#### Excerpted text

>>>>>

- IPC code: BUR
- NPC: National Paralympic Committee Burkina Faso

in London
- Competitors: 2 in 1 sport
- Flag bearer: Kadidia Nikiema
- Medals: Gold 0 Silver 0 Bronze 0 Total 0

Summer Paralympics appearances (overview)
- 1992; 1996; 2000; 2004; 2008; 2012; 2016; 2020; 2024;

= Burkina Faso at the 2012 Summer Paralympics =

Burkina Faso sent a delegation to the 2012 Summer Paralympics in London, United Kingdom, from 29 August to 9 September 2012. This was the country's fifth appearance at a Summer Paralympic Games. The Burkinese delegation to London consisted of two athletes, Lassane Gasbeogo and Kadidia Nikiema, who competed in wheelchair cycling at the Brands Hatch race circuit in Kent. Neither athlete won any medals in their respective events, with the best finish of Burkina Faso at these Paralympics coming from Nikiema in the women's road trial H3 race with a sixth-place result.

<<<<<

#### Extracted information
>>>>>

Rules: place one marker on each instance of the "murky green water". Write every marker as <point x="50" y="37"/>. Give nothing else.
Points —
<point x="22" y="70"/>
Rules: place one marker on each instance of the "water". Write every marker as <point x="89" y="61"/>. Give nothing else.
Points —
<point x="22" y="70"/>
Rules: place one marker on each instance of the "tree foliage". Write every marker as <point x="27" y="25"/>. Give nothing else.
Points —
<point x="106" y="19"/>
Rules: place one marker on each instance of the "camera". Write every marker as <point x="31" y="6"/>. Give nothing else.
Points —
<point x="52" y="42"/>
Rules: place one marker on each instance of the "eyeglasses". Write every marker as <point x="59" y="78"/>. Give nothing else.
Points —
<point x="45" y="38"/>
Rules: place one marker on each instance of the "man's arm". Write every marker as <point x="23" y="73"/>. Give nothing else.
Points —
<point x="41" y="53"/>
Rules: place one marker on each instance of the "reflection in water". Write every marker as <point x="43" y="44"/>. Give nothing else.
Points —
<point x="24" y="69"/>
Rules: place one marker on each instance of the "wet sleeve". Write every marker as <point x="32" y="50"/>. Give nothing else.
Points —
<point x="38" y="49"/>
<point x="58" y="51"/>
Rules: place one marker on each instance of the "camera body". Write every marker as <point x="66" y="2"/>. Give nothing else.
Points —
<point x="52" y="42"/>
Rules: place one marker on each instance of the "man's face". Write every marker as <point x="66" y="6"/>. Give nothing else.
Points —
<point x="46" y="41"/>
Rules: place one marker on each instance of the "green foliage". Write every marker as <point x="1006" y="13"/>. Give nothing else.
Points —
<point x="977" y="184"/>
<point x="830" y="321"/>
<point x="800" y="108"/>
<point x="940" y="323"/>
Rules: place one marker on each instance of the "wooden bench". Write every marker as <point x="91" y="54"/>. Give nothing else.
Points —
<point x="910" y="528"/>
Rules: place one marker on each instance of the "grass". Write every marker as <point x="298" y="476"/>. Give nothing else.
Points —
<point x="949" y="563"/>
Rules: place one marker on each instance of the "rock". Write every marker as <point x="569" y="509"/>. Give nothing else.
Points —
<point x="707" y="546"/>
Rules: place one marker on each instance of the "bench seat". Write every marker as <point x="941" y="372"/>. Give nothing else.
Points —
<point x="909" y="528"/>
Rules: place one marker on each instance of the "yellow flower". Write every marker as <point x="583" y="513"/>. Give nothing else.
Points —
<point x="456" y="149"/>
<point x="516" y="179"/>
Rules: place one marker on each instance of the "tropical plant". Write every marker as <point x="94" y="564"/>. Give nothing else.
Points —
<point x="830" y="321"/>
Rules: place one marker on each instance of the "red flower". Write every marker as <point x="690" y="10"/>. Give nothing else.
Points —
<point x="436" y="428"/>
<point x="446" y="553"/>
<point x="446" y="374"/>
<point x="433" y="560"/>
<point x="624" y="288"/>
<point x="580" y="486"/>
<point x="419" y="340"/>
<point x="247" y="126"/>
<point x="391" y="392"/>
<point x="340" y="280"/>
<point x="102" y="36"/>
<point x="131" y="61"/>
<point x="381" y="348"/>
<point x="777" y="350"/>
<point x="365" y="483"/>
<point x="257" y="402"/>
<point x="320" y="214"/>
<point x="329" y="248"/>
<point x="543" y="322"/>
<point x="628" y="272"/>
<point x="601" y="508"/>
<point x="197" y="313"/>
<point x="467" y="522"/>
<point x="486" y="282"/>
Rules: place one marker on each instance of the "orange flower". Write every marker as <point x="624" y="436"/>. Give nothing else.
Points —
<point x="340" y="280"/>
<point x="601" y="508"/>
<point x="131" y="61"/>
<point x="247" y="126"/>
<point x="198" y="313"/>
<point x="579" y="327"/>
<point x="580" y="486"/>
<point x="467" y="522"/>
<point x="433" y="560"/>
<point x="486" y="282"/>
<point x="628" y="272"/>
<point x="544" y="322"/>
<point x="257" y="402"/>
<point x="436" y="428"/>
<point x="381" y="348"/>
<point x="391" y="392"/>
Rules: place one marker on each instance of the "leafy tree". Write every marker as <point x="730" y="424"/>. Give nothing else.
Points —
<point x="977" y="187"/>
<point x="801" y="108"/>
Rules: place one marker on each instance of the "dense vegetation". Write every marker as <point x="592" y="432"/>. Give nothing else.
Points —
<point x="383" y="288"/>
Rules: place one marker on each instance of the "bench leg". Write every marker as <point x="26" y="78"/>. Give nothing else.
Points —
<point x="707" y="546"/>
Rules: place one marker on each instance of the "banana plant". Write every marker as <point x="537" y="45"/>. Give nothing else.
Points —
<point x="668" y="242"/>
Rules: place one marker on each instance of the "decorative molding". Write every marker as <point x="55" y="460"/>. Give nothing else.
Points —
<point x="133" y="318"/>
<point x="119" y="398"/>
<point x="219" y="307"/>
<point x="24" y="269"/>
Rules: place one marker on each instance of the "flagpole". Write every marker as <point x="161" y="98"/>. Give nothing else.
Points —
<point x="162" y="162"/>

<<<<<

#### Exercises
[1] In the article on Burkina Faso at the 2012 Summer Paralympics, what result did Kadidia Nikiema get in the women's road trial H3 race?
[2] Resume the article on Burkina Faso at the 2012 Summer Paralympics after its final sentence.

#### Solved tasks
[1] She finished sixth.

[2]
==Background==
===Preview===
Burkina Faso made its debut in the Paralympic movement at the 1992 Summer Paralympics in Barcelona. Except for the 2004 Summer Paralympics, the country has competed in every Summer Paralympic Games since, making London its fifth appearance in the quadrennial event. Burkina Faso had not won any Paralympic medals entering the London Games, and has yet to debut in the Winter Paralympic Games. The 2012 Summer Paralympics were held from 29 August to 9 September 2012 with a total of 4,237 athletes representing 164 National Paralympic Committees. Wheelchair cyclists Lassane Gasbeogo and Kadidia Nikiema were the two athletes sent by Burkina Faso to compete at the Games. Nikiema was selected as the flag bearer for the parade of nations during the opening ceremony.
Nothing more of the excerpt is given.